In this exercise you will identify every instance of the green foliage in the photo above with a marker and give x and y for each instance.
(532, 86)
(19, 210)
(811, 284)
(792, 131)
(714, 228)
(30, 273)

-----

» Short problem:
Transcribe every one of the rows above verbatim, preserving each character and line break without alteration.

» The answer:
In this exercise you will identify every instance of the green foliage in the photo above with a marker and give x and y for each instance.
(532, 86)
(19, 210)
(811, 284)
(792, 131)
(714, 228)
(30, 273)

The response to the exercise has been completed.